Pick up the forum thread on frightening classical music at its last line and continue it.

[BEGIN Extract to read]

# classical music that are creepoid specie, they want to scare you to death?



## deprofundis (Apr 25, 2014)

Hmm jeez that a funny one anay modern or neo-modern work, classical composer that sounds like Nurse Whit Wounds industrial one man band from england , this is all i know.I hardly know Nurse whit wounds and it give me the creeps, im traumatized but it's kinda cool... lol

:lol:


----------



## Samael420 (Nov 8, 2017)

It is hard to beat the sheer weirdness of Nurse With Wound, but the closest thing to NWW from the point of view of classical music that I can think of is Schoenberg

- 



- 




I think some Stockhausen are more similar in sound to NWW, but for some reason Schoenberg gives me more of an eerie feeling.

-


----------



## Sloe (May 9, 2014)

I think the string quartets by Brian Ferneyhough sounds really scary:

Here is number six as an example.

I can´t decide if I like them or not.
They are not beautiful but at the same time it feels fascinating to listen to them.


----------



## JLi (Jan 31, 2018)

Gyorgy Ligeti's Volumina is an organ work that consists entirely of subbass and tone clusters.

Krysztof Penderecki composed lots of orchestral works that sound creepy. He is actually the soundtrack composer for The Shining.

[END Extract to read]
[BEGIN Information shown]

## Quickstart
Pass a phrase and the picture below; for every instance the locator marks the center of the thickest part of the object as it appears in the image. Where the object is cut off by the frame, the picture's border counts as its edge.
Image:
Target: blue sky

[END Information shown]

Response to this exercise:
Also by Ligeti, Harmonies (Study for Organ No. 1) is exactly what it sounds like: creepy chords. Ligeti even tells the performer to increase air pressure to give off a creepy timbre.

All of those will haunt you in your dreams and make Schoenberg sound like Mozart.


----------



## mbhaub (Dec 2, 2016)

Try the symphonies by Humphrey Searle. He wrote the eerie soundtrack to The Haunting (the original B/W version). His symphonies are cut from the same cloth.


----------



## brianvds (May 1, 2013)

JLi said:


> Krysztof Penderecki composed lots of orchestral works that sound creepy. He is actually the soundtrack composer for The Shining.


There are two versions of the film. Which one was Penderecki involved in? In the first, they used bit and pieces of Bartok's Music for Strings, Percussion and Celesta to absolutely blood curdling effect.


----------



## techniquest (Aug 3, 2012)

One name should sort this question out: Giacinto Scelsi.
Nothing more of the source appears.